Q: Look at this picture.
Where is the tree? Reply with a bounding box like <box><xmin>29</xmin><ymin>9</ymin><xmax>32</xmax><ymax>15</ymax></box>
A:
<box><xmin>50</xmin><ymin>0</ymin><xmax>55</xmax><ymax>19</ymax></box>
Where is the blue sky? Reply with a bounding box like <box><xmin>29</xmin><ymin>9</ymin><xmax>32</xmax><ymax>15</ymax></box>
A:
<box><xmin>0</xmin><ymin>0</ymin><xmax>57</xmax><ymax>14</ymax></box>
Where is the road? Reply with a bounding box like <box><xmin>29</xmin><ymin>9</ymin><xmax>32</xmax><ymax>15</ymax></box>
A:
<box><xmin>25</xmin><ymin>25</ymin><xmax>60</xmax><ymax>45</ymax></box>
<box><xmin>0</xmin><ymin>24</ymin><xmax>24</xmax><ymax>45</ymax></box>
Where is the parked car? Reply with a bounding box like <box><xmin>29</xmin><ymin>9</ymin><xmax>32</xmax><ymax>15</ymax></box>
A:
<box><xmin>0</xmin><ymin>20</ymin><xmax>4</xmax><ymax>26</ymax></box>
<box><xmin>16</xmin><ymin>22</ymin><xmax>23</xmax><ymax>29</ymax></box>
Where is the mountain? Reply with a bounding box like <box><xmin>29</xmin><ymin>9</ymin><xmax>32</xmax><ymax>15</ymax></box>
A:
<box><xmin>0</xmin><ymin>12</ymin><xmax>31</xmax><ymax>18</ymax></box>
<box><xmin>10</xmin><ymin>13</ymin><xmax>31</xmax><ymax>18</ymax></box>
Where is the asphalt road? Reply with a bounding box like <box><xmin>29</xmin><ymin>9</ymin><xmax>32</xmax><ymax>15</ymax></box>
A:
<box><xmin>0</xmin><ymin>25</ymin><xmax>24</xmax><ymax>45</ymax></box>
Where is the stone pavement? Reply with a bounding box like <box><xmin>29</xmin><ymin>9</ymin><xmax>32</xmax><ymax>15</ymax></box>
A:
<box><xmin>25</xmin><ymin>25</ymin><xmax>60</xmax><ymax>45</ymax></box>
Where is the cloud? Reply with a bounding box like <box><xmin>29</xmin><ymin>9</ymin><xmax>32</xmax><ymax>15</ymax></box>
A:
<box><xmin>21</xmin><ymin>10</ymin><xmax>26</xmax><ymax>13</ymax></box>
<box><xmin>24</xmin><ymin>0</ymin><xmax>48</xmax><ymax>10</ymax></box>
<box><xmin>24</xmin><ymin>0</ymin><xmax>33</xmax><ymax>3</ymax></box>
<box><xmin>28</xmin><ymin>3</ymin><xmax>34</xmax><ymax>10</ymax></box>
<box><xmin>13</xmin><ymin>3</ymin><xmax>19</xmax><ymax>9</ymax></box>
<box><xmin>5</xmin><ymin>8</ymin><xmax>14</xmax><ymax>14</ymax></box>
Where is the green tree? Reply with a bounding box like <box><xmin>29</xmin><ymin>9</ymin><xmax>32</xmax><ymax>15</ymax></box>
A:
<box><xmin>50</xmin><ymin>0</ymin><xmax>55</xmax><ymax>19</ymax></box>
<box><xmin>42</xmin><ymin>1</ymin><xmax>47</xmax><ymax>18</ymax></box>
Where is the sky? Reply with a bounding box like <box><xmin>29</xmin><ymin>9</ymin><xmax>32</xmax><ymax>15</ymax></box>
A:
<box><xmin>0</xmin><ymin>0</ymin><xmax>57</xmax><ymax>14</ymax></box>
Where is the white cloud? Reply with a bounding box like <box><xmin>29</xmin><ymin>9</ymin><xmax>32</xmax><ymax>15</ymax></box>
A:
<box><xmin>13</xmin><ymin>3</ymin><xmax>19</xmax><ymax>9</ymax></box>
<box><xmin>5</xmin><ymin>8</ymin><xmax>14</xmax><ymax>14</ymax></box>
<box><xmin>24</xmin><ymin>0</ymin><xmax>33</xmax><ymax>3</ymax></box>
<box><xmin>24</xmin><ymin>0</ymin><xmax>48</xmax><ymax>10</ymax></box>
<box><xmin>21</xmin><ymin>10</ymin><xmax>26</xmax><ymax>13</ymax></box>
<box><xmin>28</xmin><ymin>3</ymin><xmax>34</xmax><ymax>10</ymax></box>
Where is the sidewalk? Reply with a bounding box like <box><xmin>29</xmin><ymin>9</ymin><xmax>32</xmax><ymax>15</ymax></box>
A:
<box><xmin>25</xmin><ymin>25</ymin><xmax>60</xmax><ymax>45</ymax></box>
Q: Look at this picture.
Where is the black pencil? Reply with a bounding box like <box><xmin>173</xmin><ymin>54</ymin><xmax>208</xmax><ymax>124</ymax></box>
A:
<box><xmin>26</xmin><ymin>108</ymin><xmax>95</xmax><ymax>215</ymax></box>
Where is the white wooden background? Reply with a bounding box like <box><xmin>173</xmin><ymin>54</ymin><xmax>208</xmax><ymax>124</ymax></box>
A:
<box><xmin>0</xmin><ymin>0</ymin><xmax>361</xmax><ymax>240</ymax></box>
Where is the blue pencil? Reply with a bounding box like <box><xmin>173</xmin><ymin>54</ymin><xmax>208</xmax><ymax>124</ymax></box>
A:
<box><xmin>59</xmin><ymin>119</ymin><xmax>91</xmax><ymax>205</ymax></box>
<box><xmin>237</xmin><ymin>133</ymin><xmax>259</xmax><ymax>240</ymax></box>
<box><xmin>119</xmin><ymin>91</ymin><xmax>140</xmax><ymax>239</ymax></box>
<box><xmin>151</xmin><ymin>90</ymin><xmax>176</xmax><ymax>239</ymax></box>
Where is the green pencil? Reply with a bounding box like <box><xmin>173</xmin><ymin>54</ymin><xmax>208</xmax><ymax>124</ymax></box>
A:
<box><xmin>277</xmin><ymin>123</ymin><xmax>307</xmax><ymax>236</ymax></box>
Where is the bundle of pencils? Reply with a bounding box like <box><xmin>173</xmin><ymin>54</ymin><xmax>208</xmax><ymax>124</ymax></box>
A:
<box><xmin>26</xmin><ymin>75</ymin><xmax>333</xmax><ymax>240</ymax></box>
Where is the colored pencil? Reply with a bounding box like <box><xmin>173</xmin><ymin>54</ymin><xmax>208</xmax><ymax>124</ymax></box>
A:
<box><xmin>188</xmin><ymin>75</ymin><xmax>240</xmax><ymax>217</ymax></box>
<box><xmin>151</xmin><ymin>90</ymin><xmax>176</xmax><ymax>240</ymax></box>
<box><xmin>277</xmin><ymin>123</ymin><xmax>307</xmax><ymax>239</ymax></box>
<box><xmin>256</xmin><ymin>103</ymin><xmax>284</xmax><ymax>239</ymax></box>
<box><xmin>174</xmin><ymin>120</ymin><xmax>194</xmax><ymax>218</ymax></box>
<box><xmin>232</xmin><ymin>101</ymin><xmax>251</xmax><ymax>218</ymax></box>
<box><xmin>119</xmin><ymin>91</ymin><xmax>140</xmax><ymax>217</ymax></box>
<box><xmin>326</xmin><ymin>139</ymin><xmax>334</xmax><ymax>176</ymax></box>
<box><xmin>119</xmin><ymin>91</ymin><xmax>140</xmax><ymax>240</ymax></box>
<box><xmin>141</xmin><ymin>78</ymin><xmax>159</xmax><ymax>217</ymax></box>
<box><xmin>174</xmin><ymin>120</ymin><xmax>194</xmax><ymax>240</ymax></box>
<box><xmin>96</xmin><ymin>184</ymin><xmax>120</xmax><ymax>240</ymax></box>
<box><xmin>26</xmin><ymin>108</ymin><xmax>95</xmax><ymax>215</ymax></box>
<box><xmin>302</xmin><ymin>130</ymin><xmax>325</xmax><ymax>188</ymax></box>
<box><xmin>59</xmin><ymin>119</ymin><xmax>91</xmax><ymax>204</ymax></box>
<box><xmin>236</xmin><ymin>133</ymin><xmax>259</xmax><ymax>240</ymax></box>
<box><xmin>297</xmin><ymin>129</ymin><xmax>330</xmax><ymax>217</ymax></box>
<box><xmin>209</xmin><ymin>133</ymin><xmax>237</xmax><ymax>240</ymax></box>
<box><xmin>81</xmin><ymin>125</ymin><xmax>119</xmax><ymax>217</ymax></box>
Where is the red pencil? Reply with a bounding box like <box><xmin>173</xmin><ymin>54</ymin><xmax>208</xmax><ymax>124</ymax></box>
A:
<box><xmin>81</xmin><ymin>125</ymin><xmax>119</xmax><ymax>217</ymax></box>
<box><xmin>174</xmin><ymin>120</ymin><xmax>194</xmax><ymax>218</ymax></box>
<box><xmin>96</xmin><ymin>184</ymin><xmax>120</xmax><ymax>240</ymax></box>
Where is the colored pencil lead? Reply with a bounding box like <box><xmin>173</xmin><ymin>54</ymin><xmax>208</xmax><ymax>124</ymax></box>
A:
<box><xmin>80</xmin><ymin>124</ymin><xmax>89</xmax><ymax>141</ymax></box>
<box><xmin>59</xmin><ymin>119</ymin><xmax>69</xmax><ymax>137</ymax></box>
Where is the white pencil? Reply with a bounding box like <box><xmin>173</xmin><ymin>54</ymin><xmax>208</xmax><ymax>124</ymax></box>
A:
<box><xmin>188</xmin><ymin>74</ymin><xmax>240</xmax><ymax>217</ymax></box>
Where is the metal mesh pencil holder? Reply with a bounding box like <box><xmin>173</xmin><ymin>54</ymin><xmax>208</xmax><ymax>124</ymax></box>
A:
────────
* Objective: Count the lines in the items above that contain the string "colored", with case taken into account. Reply with the number alone.

* Expected answer: 2